*Activity*: The records sit below. Return every line in them that holds the word "field".

*Data under study*:
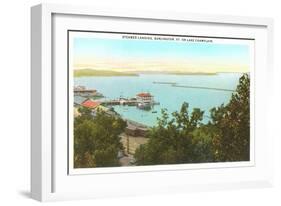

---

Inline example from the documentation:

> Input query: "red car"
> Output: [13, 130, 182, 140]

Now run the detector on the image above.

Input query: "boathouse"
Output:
[136, 92, 154, 103]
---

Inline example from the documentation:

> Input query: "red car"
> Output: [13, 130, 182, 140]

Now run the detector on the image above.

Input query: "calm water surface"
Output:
[74, 73, 242, 126]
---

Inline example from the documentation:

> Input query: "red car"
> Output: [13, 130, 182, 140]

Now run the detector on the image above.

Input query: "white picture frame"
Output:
[31, 3, 274, 202]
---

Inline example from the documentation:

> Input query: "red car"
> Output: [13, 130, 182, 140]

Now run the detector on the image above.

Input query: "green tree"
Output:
[74, 109, 127, 168]
[210, 74, 250, 162]
[191, 125, 215, 162]
[134, 102, 213, 165]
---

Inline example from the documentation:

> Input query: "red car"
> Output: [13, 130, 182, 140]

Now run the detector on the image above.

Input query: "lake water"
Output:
[74, 73, 242, 126]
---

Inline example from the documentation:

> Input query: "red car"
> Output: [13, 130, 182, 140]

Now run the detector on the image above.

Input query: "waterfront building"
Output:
[74, 85, 86, 91]
[81, 99, 101, 109]
[136, 92, 154, 103]
[125, 125, 148, 137]
[136, 92, 154, 110]
[74, 85, 97, 97]
[125, 121, 148, 137]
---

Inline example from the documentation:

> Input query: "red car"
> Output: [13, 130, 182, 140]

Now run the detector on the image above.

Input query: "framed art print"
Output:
[68, 30, 255, 175]
[31, 3, 274, 201]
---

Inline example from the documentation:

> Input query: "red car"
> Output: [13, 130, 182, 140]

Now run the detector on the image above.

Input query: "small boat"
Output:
[137, 102, 152, 110]
[152, 111, 157, 113]
[153, 101, 160, 105]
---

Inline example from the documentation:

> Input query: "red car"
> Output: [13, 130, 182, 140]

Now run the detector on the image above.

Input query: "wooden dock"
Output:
[101, 99, 138, 106]
[101, 98, 159, 107]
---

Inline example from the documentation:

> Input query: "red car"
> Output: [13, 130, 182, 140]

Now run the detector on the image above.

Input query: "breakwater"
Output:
[171, 84, 235, 92]
[153, 81, 235, 92]
[153, 81, 176, 85]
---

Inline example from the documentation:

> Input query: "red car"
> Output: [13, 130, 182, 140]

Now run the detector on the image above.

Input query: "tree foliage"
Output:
[74, 108, 127, 168]
[210, 74, 250, 161]
[134, 103, 213, 165]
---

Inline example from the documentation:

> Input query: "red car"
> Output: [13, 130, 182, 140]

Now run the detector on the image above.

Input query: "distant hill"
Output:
[166, 71, 217, 75]
[127, 70, 217, 75]
[74, 69, 138, 77]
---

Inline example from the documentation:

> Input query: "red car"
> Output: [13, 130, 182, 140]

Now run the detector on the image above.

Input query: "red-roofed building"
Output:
[81, 99, 101, 109]
[136, 92, 153, 103]
[136, 92, 152, 98]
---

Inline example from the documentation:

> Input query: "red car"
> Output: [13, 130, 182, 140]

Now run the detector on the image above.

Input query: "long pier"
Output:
[171, 84, 235, 92]
[153, 81, 176, 85]
[153, 81, 235, 92]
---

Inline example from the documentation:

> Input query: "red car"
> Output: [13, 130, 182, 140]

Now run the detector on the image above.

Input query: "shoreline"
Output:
[74, 69, 248, 77]
[74, 72, 218, 77]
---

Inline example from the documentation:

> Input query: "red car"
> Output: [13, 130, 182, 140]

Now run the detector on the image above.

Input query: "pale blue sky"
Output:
[73, 37, 251, 73]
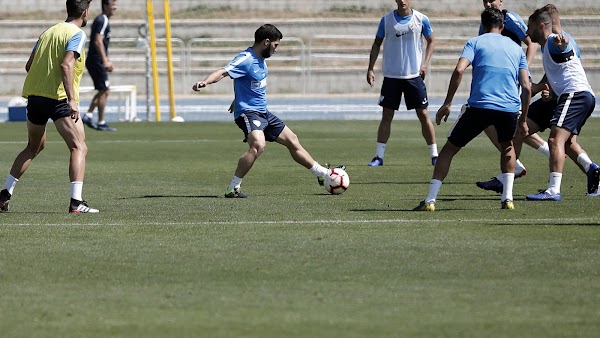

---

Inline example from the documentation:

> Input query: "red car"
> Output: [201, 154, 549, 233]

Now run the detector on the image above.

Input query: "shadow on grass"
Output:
[120, 195, 221, 199]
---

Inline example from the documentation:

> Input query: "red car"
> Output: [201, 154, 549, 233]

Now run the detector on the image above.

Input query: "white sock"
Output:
[85, 112, 93, 119]
[70, 181, 83, 201]
[99, 120, 106, 125]
[3, 174, 18, 195]
[425, 179, 443, 203]
[309, 162, 328, 177]
[228, 176, 243, 190]
[577, 153, 593, 173]
[498, 160, 525, 180]
[537, 142, 550, 158]
[428, 143, 438, 158]
[375, 142, 386, 159]
[500, 173, 515, 202]
[548, 172, 563, 195]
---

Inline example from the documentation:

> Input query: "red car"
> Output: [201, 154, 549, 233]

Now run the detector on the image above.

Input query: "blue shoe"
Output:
[526, 190, 562, 201]
[431, 156, 438, 166]
[476, 177, 503, 194]
[96, 123, 117, 131]
[82, 115, 97, 129]
[586, 163, 600, 194]
[368, 156, 383, 167]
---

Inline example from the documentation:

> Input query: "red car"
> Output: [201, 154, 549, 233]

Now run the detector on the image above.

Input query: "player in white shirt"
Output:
[366, 0, 438, 167]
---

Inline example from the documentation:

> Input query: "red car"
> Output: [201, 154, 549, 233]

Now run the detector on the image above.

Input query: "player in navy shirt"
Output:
[84, 0, 117, 131]
[413, 8, 531, 211]
[192, 24, 333, 198]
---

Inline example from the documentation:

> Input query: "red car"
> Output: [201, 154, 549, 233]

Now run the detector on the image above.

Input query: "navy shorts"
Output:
[448, 106, 519, 148]
[26, 95, 71, 125]
[234, 110, 286, 143]
[86, 59, 109, 91]
[379, 76, 428, 110]
[550, 91, 595, 135]
[527, 98, 558, 132]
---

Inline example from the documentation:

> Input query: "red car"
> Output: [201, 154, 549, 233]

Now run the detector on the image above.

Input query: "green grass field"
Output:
[1, 119, 599, 337]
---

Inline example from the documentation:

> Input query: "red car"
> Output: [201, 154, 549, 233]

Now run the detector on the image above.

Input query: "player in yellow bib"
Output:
[0, 0, 99, 214]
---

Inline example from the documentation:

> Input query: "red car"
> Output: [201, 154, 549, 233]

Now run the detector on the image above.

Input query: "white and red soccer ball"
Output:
[324, 168, 350, 195]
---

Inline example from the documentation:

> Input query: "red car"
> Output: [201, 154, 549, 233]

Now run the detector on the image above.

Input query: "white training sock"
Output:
[309, 162, 328, 177]
[71, 181, 83, 201]
[500, 173, 515, 202]
[537, 142, 550, 158]
[428, 143, 439, 158]
[425, 179, 443, 203]
[99, 120, 106, 125]
[3, 174, 18, 195]
[85, 112, 93, 119]
[228, 176, 243, 190]
[548, 172, 563, 195]
[375, 142, 386, 159]
[577, 153, 593, 173]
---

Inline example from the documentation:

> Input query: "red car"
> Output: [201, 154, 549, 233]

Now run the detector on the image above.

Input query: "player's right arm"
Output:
[437, 57, 470, 125]
[192, 68, 229, 91]
[94, 33, 113, 72]
[25, 41, 38, 72]
[367, 17, 385, 87]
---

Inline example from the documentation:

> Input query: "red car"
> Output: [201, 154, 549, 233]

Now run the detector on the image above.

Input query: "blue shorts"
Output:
[379, 76, 428, 111]
[550, 91, 595, 135]
[234, 110, 286, 143]
[527, 98, 558, 132]
[448, 106, 519, 148]
[86, 59, 109, 91]
[26, 95, 71, 125]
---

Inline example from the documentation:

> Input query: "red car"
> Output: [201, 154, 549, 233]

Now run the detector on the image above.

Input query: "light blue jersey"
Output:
[478, 10, 527, 45]
[224, 47, 268, 119]
[461, 33, 528, 112]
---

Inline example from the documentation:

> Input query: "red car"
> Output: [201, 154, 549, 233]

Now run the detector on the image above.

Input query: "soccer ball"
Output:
[324, 168, 350, 195]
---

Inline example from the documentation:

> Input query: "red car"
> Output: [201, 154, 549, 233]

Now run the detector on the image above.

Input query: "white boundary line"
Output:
[2, 218, 599, 227]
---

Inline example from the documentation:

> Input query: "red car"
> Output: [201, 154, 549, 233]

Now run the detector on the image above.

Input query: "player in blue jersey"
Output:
[366, 0, 438, 167]
[84, 0, 117, 131]
[413, 8, 531, 211]
[477, 0, 549, 179]
[192, 24, 332, 198]
[524, 8, 596, 201]
[475, 4, 600, 197]
[0, 0, 98, 214]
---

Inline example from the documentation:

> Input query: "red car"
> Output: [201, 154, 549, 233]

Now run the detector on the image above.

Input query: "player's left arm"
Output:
[518, 68, 531, 138]
[60, 51, 79, 121]
[551, 33, 570, 51]
[420, 16, 435, 79]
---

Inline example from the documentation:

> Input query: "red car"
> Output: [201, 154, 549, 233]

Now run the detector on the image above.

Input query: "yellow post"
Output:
[146, 0, 161, 122]
[163, 0, 177, 121]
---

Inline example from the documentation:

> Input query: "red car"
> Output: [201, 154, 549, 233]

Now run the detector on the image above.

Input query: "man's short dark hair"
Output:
[528, 8, 552, 26]
[102, 0, 109, 7]
[66, 0, 92, 18]
[481, 7, 504, 31]
[254, 24, 283, 43]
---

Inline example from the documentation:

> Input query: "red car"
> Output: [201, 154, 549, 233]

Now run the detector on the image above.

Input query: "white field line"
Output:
[2, 218, 598, 227]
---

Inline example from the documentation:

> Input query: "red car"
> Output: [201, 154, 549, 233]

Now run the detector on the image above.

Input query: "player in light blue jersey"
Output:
[476, 4, 600, 197]
[413, 8, 531, 211]
[366, 0, 438, 167]
[192, 24, 333, 198]
[477, 0, 546, 178]
[524, 8, 596, 201]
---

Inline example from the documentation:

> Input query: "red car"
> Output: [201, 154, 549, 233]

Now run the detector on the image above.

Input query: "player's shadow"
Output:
[120, 194, 220, 200]
[354, 181, 477, 185]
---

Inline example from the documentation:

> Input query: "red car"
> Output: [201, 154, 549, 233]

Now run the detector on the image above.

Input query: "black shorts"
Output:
[234, 110, 286, 143]
[527, 98, 558, 132]
[379, 77, 428, 111]
[86, 59, 109, 91]
[550, 91, 595, 135]
[448, 106, 519, 148]
[26, 96, 71, 125]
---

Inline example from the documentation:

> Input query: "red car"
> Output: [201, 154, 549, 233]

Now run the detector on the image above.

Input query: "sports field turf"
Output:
[1, 119, 599, 337]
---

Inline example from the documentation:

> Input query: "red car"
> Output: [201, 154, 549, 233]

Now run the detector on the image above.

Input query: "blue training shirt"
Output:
[376, 10, 433, 39]
[478, 10, 527, 45]
[461, 33, 528, 112]
[224, 47, 268, 119]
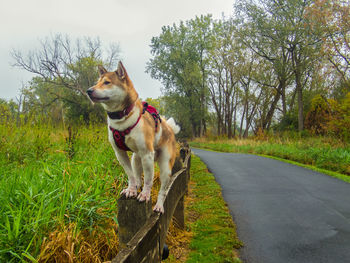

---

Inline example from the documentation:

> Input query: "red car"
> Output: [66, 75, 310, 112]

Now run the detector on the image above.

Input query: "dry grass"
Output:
[38, 220, 118, 263]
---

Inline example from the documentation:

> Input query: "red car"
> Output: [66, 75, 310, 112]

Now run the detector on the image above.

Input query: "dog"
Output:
[86, 61, 180, 213]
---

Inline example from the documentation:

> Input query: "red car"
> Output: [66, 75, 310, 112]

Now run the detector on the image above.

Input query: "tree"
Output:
[0, 99, 11, 123]
[147, 15, 214, 137]
[306, 0, 350, 91]
[12, 34, 120, 124]
[235, 0, 324, 131]
[208, 18, 239, 138]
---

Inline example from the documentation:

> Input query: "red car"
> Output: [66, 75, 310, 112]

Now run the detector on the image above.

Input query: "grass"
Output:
[0, 122, 126, 262]
[190, 135, 350, 183]
[185, 155, 243, 263]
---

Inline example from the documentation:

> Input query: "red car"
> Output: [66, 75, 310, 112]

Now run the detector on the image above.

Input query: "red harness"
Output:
[109, 102, 161, 151]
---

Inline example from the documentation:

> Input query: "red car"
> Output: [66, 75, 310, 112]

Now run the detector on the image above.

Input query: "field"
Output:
[0, 122, 243, 262]
[0, 122, 126, 262]
[191, 135, 350, 183]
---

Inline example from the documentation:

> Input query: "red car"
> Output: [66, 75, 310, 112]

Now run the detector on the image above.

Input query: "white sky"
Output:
[0, 0, 235, 101]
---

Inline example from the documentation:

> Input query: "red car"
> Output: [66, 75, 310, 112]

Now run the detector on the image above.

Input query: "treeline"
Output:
[1, 0, 349, 140]
[147, 0, 350, 139]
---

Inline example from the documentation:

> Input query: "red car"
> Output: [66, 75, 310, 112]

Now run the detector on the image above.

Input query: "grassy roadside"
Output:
[165, 155, 243, 263]
[190, 137, 350, 183]
[186, 155, 243, 263]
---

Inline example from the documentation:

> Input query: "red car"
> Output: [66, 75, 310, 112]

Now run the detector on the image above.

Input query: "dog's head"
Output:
[87, 61, 138, 111]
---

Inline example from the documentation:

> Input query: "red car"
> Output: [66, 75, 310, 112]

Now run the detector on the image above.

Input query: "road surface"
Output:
[192, 148, 350, 263]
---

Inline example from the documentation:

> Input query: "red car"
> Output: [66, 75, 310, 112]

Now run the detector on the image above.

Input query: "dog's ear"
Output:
[115, 61, 127, 80]
[98, 65, 107, 76]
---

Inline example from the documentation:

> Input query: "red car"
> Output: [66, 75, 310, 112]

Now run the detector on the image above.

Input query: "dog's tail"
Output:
[166, 117, 180, 134]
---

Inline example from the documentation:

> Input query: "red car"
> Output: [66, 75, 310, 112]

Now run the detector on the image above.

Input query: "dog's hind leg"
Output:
[137, 151, 154, 202]
[154, 150, 172, 214]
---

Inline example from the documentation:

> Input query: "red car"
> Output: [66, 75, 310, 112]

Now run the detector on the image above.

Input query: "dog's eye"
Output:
[104, 81, 111, 85]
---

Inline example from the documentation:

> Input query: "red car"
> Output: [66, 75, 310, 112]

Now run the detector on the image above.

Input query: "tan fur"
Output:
[87, 61, 180, 213]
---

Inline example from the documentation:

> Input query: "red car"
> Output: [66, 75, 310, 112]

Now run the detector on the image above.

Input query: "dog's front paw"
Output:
[153, 203, 164, 214]
[121, 187, 138, 198]
[137, 190, 151, 202]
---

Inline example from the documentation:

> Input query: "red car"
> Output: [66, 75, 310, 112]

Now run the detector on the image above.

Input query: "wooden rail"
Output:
[112, 147, 191, 263]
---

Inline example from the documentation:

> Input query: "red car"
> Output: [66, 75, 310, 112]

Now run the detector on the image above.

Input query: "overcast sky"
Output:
[0, 0, 234, 101]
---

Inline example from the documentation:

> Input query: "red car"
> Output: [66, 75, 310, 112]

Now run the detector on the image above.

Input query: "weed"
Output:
[65, 125, 78, 160]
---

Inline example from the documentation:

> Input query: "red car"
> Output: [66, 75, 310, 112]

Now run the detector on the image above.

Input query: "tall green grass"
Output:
[0, 122, 126, 262]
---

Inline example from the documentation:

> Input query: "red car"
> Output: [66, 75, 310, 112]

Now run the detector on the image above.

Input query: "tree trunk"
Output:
[296, 80, 304, 131]
[295, 65, 304, 132]
[262, 85, 281, 130]
[239, 101, 247, 138]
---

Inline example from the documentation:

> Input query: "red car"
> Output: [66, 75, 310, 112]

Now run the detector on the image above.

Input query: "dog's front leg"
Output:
[131, 153, 142, 190]
[137, 151, 154, 202]
[115, 149, 139, 198]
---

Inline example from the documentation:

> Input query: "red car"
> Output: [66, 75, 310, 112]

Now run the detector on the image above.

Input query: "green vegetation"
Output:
[186, 155, 243, 263]
[0, 122, 125, 262]
[190, 136, 350, 183]
[146, 0, 350, 139]
[0, 120, 244, 262]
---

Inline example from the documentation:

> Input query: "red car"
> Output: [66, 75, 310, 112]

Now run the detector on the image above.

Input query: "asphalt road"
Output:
[192, 148, 350, 263]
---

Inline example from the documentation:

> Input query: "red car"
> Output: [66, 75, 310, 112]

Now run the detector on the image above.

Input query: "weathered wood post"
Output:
[173, 195, 185, 229]
[171, 156, 186, 230]
[117, 195, 152, 248]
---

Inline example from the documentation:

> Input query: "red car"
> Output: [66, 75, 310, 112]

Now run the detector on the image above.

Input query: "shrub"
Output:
[305, 94, 332, 135]
[305, 93, 350, 141]
[328, 92, 350, 140]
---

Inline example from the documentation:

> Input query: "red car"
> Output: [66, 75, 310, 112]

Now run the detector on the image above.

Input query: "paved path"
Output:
[192, 148, 350, 263]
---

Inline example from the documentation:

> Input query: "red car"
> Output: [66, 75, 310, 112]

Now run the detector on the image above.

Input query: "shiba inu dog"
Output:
[86, 61, 180, 213]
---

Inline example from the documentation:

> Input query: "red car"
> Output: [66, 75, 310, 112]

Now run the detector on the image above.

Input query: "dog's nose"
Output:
[87, 88, 94, 96]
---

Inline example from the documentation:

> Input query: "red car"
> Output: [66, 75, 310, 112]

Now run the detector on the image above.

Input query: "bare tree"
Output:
[11, 34, 121, 123]
[12, 34, 120, 95]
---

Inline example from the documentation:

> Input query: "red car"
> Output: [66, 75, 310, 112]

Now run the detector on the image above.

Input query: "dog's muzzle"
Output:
[86, 88, 94, 97]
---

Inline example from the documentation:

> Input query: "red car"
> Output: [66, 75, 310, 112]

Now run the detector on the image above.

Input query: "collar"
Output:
[107, 104, 135, 120]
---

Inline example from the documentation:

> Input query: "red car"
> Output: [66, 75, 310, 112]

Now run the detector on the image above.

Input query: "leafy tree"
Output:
[0, 99, 11, 123]
[208, 18, 239, 138]
[147, 15, 214, 137]
[306, 0, 350, 89]
[235, 0, 324, 131]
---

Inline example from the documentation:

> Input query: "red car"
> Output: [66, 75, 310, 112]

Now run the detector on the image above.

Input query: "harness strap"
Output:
[142, 102, 162, 129]
[109, 114, 141, 151]
[109, 102, 161, 152]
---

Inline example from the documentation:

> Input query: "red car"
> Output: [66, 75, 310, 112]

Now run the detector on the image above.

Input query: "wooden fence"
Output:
[112, 147, 191, 263]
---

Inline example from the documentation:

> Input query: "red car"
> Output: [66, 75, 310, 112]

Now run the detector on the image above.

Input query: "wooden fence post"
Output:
[173, 195, 185, 229]
[117, 195, 152, 248]
[172, 151, 189, 230]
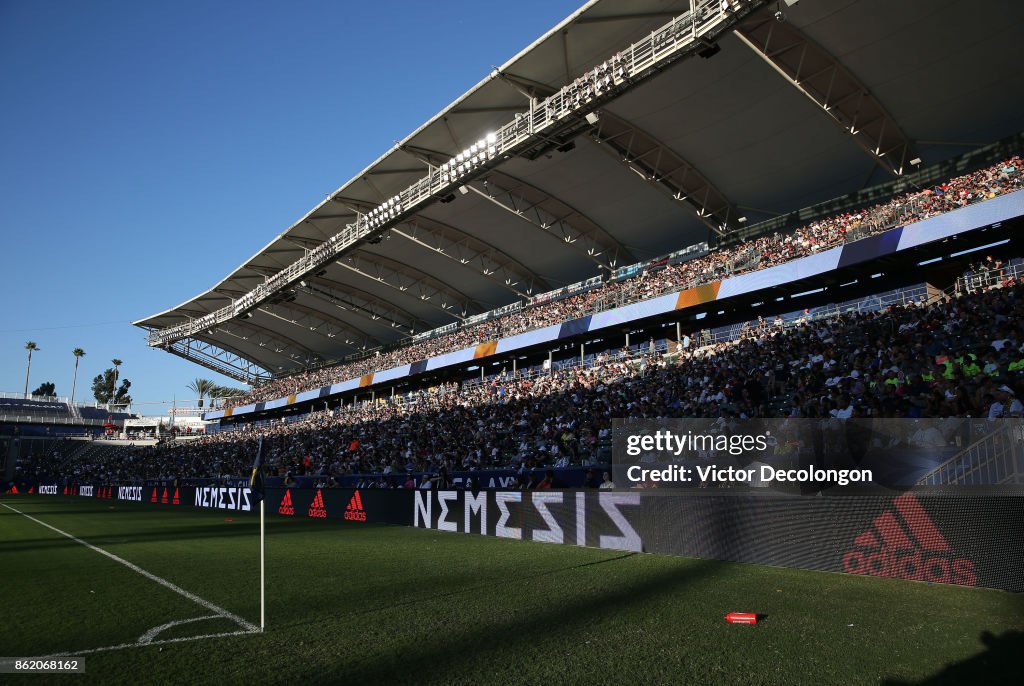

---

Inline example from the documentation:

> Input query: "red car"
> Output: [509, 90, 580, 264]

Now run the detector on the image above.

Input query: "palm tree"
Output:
[23, 342, 39, 398]
[71, 348, 86, 404]
[111, 358, 123, 408]
[209, 384, 247, 408]
[187, 378, 216, 408]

*Solution to the problem*:
Input query: "green grass field"
Input query: "white field line"
Input query: "sports field turf"
Input query: "field"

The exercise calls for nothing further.